::: Text for analysis :::
Friends have asked me why I keep going to see each new I:M movie, given my overall feelings about them. I suppose the answer lies in the old saying: "Hope Springs Eternal." I guess I keep hoping that someday they'll get it right. Hasn't happened yet, and the realist in me understands that it probably never will, but - like the Disney Princess who believes to the core of her being that someday her prince will come, I suppose (and how's THAT for a bizarre analogy?) - I still keep hoping.


Sure, the movies are well made, fun to watch and full of humor, style and nail-biting action/adventure. Cruise as Hunt makes a much better secret agent than I might have guessed when he first announced that he was making an M:I movie, and two of the recurring members of his team - the aforementioned Simon Pegg and Ving Rhames as Luther Stickell - are just plain fun to watch and often end up the best lines in the movies. Pegg in particular brings the same sense of "Ain't This Cool?" enthusiasm that can be seen in his other continuing role as Scotty in the recent Star Trek reboot films. 


(Pegg thus has the distinction of being only the second actor to have recurring roles in both Star Trek and Mission: Impossible, joining Leonard Nimoy as Mr. Spock and Paris The Great... not such bad company to be in, when you think about it. And when one considers the full history of Star Trek and Mission: Impossible - the fact that the original programs were sister shows on the Desilu-Paramount lot which debuted the same year and shared many of the same production staffers and other behind-the-scenes players, a fact that played no small part in Nimoy making the jump from Trek to M:I in the first place - the modern involvement of Pegg and director-producer J.J. Abrams in the last three M:I films serves to strengthen the already tight bonds between both series, and in fact represents a better tip of the hat toward tradition and continuity than can usually be found in the M:I films themselves.)


And when considered apart from the TV series that spawned them, as more or less generic entries in the cinematic genre of secret agent-espionage movies, the M:I films are right up there with the best of the Bond series or more recent entries like the "Jason Bourne" or "Jack Ryan" films - or even Cruise's recent Jack Reacher, which I have not yet seen myself but which, based on my memory of the TV ads that ran when it was first released, looked like it could have been Mission: Impossible 5


But, I'm sorry Mr. Cruise, none of those positives can change the biggest negative of all; the sad fact that your Mission: Impossible movies are not really a continuation of the original television program but, rather, a negation of it. If you were really the huge fan of the show that you claimed to be back in 1996, why couldn't you have given us a genuine series of modern - but more traditional - IMF exploits instead of this bombastic collection of often over-the-top adventures fronted by a James Bond wanna-be?
::: Material shown :::
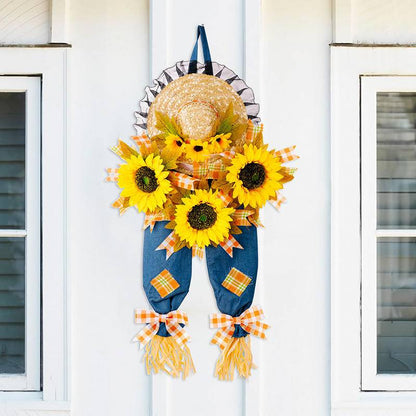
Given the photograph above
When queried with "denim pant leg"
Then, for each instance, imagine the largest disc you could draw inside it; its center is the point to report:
(179, 266)
(219, 265)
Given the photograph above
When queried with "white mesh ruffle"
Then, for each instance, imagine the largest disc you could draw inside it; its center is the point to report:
(179, 70)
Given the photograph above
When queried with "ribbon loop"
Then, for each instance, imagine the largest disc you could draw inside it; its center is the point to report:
(172, 320)
(250, 321)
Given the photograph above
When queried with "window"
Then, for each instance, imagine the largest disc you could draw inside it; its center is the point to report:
(39, 233)
(373, 231)
(19, 233)
(389, 232)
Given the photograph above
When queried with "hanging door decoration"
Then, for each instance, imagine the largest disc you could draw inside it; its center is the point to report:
(200, 172)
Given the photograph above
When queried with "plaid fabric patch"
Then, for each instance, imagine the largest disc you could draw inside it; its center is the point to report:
(172, 321)
(236, 282)
(200, 170)
(250, 321)
(252, 131)
(216, 170)
(209, 169)
(182, 181)
(229, 244)
(122, 204)
(240, 217)
(197, 252)
(124, 150)
(226, 198)
(256, 223)
(287, 154)
(143, 141)
(150, 219)
(164, 283)
(112, 175)
(168, 244)
(278, 201)
(228, 154)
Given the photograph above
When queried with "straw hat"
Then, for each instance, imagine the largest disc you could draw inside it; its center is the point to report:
(197, 102)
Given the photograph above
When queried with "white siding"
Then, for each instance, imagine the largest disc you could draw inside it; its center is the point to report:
(110, 67)
(24, 21)
(384, 21)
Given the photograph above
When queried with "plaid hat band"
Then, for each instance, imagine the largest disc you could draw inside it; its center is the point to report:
(249, 321)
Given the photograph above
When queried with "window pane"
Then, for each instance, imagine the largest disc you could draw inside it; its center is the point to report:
(12, 305)
(396, 160)
(12, 160)
(396, 301)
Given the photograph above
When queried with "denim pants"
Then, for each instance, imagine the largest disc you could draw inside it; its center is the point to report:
(219, 264)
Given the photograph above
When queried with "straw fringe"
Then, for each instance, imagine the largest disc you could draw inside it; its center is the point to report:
:::
[Assigned task 1]
Update the stretch of the Mission: Impossible review from "Friends have asked" through "still keep hoping.", replacing "realist" with "pragmatist".
[Assigned task 2]
Write what comes next in the Mission: Impossible review, picking up after its last sentence.

[Task answer 1]
Friends have asked me why I keep going to see each new I:M movie, given my overall feelings about them. I suppose the answer lies in the old saying: "Hope Springs Eternal." I guess I keep hoping that someday they'll get it right. Hasn't happened yet, and the pragmatist in me understands that it probably never will, but - like the Disney Princess who believes to the core of her being that someday her prince will come, I suppose (and how's THAT for a bizarre analogy?) - I still keep hoping.

[Task answer 2]
Listen real close; that sound you hear is not that of a tape self-destructing in five seconds. It is the sound of Bruce Geller, the creator of Mission: Impossible, spinning in his grave over what Tom Cruise has done with his concept...


As a postscript, let me add this: If you want to see a show that hews closer to Geller's original series than the movies do, seek out a 1997 episode of the Dick Van Dyke mystery series Diagnosis: Murder entitled "Discards." The episode features actress Barbara Bain reprising her Mission: Impossible role as Cinnamon Carter - the first time she had played the role since leaving M:I at the end of its 1968-69 season. It also features welcome appearances by Robert Culp, Robert Vaughn and Patrick Macnee - the stars of I Spy, The Man From UNCLE and The Avengers, respectively - as characters who may or may not be those they played on those earlier programs.


The episode is a great deal of fun, a veritable trip down Memory Lane for those of us who love those 1960s spy shows. More to the point, though, some fans consider Cinnamon's appearance on Diagnosis: Murder to have been a far more faithful sequel to the original Mission: Impossible than either the 1988 TV revival or, especially, the subsequent Cruise films. For what it's worth, at least as far as the movies are concerned, I count myself among that particular number of fans.


Your mission, should you choose to accept it, is to seek out "Discards: for yourself and make up your own mind...


(Copyright © 2015, by John A. Small)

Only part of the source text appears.